L’épaisseur des fondations est aussi un des élémens de leur solidité ; on la déterminera d’après la hauteur de l’édifice qu’elles doivent supporter, et à la qualité des matériaux employés dans sa construction. Cette épaisseur sera d’autant plus grande, que cet édifice sera plus élevé, et que les matériaux auront moins de qualité.

Lorsque l’épaisseur des murs d’un édifice est fixée, il est bon d’ajouter à celle de leurs fondations une surépaisseur intérieure et extérieure d’environ un décimètre (trois pouces) pour consolider encore davantage l’assiette de leur nette maçonnerie : cette surépaisseur est connue, en architecture, sous le nom de retraite, et doit être arrêtée à environ deux décimètres (six pouces) en contre-bas du terrain environnant, afin d’éviter sa dégradation extérieure.

§. II. Choix des matériaux. Nous habitons le sol même où les Romains et nos ancêtres ont laissé des monumens durables de l’art et du génie de leurs architectes ; nous possédons des pierres de taille, des moellons, des pierres à chaux, du sable ; nous avons de plus qu’eux, dans certaines localités, des carrières abondantes de gypse, avec lequel on fabrique le plâtre ; nous connoissons l’art de faire des briques cuites et crues, de construire en béton et en pisé ; enfin, nous avons en abondance des bois, des fers, des ardoises, etc. ; et, si nous sommes privés du bitume de Babylone, les ouvrages mêmes des Romains, et les recherches de Loriot, de la Faye, d’Étienne, et de Mongez, nous ont enseigné les moyens de le suppléer dans les circonstances où son usage est nécessaire. À l’exemple des Romains, nous pourrions donc, avec les différentes substances qui se trouvent dans les divers départemens de la France, former des matériaux avec lesquels nous pourrions construire des édifices sans défaut, et qui dureroient éternellement, si on les bâtissoit dans un aplomb parfait ; et, si les constructions modernes ne présentent pas cette solidité qui caractérise les ouvrages des Romains, et même ceux de nos ancêtres, on ne doit attribuer ce défaut qu’au mauvais emploi de ces matériaux.

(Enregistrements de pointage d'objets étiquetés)
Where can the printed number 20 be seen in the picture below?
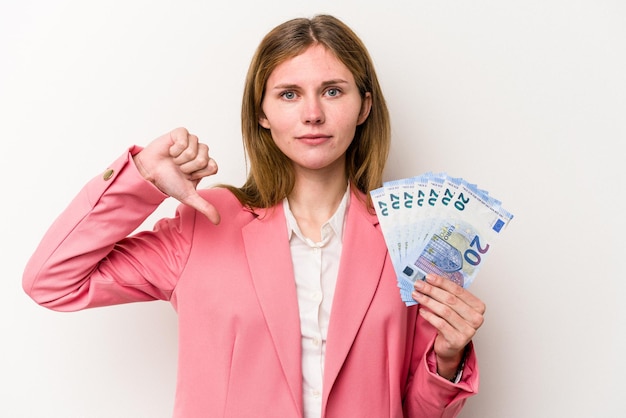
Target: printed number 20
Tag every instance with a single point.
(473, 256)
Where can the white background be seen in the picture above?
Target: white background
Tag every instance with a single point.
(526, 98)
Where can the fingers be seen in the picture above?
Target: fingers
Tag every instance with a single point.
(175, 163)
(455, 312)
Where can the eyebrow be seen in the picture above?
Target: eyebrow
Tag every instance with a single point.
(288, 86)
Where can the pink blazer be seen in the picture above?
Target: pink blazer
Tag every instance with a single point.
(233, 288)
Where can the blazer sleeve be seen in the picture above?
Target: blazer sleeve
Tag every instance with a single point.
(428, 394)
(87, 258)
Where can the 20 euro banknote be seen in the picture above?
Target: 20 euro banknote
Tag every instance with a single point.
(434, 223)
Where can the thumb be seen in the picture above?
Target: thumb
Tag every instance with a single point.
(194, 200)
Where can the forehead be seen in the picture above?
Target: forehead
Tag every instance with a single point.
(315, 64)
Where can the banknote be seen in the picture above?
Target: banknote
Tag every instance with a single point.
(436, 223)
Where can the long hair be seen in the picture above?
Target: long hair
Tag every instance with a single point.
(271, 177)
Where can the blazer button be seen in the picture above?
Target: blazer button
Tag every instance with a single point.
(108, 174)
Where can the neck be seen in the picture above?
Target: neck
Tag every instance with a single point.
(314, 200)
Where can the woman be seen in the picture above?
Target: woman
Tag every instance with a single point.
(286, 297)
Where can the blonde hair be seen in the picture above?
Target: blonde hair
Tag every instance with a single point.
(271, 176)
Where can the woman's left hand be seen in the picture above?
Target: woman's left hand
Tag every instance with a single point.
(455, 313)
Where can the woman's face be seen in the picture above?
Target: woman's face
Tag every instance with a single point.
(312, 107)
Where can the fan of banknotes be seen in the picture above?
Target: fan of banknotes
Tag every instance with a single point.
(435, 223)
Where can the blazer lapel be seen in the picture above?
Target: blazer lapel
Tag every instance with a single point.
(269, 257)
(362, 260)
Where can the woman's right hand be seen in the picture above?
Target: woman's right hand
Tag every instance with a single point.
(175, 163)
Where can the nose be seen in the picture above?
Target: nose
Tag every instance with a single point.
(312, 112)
* * *
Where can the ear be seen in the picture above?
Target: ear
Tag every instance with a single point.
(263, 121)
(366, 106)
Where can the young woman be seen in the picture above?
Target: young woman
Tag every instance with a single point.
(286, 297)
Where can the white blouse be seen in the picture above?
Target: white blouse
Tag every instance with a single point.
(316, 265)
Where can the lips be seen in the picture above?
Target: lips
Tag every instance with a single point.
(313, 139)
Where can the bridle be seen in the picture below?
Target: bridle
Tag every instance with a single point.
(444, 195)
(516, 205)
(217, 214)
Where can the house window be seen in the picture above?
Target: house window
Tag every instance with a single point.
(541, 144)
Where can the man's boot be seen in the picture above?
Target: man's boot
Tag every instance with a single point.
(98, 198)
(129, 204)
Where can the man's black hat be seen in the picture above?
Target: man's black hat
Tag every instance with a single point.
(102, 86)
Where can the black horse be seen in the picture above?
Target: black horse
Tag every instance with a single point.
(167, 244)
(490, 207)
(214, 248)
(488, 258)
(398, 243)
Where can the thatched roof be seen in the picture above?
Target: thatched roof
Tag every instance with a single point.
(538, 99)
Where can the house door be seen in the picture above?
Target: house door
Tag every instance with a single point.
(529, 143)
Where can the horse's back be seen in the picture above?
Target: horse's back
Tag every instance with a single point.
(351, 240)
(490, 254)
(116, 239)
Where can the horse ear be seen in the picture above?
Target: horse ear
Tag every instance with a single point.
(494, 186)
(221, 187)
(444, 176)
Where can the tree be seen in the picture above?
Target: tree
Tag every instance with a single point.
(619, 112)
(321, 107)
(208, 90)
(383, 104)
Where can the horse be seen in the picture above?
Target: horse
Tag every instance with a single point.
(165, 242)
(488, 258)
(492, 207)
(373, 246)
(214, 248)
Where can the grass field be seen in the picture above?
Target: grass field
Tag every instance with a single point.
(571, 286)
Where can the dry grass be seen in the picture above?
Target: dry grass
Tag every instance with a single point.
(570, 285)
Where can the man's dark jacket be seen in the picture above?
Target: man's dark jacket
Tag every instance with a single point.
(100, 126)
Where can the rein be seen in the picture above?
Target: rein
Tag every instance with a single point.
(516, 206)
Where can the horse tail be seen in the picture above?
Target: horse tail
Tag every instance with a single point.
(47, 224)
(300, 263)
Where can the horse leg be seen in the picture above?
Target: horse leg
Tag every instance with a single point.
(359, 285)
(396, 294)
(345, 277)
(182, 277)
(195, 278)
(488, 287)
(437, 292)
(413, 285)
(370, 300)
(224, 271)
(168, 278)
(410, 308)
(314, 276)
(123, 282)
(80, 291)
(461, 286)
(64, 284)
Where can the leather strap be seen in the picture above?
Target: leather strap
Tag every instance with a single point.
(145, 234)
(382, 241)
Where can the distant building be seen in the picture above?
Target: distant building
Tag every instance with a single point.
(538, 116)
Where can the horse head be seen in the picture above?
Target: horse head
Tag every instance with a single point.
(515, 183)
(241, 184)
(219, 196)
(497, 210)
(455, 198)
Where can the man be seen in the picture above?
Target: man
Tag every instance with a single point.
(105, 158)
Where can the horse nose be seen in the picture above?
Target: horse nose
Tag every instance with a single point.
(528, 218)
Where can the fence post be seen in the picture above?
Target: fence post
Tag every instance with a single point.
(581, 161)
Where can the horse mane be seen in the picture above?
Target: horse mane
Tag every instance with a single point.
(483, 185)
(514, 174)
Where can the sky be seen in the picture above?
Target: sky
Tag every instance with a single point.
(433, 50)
...
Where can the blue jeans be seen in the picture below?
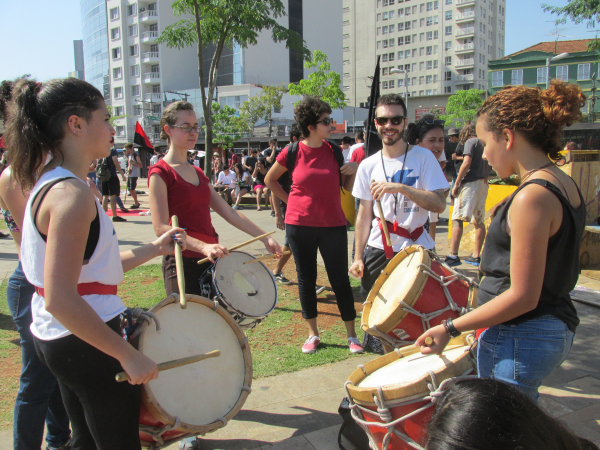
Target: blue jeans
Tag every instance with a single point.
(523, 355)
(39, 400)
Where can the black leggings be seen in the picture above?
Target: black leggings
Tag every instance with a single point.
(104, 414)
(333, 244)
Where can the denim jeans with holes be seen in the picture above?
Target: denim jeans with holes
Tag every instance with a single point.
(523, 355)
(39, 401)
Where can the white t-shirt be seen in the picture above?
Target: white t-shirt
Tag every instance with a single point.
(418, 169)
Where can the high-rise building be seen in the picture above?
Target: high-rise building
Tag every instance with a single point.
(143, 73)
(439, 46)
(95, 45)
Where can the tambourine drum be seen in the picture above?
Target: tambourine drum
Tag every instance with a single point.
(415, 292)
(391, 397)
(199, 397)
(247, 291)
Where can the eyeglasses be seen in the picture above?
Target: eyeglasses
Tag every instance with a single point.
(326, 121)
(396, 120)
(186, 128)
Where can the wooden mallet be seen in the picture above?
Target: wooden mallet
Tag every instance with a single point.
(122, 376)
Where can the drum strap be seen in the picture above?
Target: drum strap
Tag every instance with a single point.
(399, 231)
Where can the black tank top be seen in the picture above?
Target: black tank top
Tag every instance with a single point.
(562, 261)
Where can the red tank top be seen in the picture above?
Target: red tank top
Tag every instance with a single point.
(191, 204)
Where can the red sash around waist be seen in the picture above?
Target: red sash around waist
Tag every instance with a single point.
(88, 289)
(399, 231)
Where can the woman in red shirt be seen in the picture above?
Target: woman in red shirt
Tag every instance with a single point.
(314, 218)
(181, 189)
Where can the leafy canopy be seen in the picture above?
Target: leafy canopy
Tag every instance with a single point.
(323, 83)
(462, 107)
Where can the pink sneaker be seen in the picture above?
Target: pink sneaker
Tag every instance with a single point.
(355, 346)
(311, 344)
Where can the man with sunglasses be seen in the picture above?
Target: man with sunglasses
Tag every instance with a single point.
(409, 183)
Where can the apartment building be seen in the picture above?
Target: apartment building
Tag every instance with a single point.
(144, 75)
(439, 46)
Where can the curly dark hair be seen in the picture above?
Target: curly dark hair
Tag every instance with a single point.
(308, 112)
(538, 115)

» **CONSIGNES**
(a) Recopiez le passage de l'extrait sur la construction en commençant par « L’épaisseur des fondations » et en allant jusqu'à « sa dégradation extérieure. », puis remplacez-y « retraite » par « empattement ».
(b) Dressez la liste de toutes les personnes dont les recherches sont mentionnées dans l'extrait sur la construction.

» **RÉPONSES AUX CONSIGNES**
(a)
L’épaisseur des fondations est aussi un des élémens de leur solidité ; on la déterminera d’après la hauteur de l’édifice qu’elles doivent supporter, et à la qualité des matériaux employés dans sa construction. Cette épaisseur sera d’autant plus grande, que cet édifice sera plus élevé, et que les matériaux auront moins de qualité.

Lorsque l’épaisseur des murs d’un édifice est fixée, il est bon d’ajouter à celle de leurs fondations une surépaisseur intérieure et extérieure d’environ un décimètre (trois pouces) pour consolider encore davantage l’assiette de leur nette maçonnerie : cette surépaisseur est connue, en architecture, sous le nom de empattement, et doit être arrêtée à environ deux décimètres (six pouces) en contre-bas du terrain environnant, afin d’éviter sa dégradation extérieure.

(b) Loriot, de la Faye, Étienne, Mongez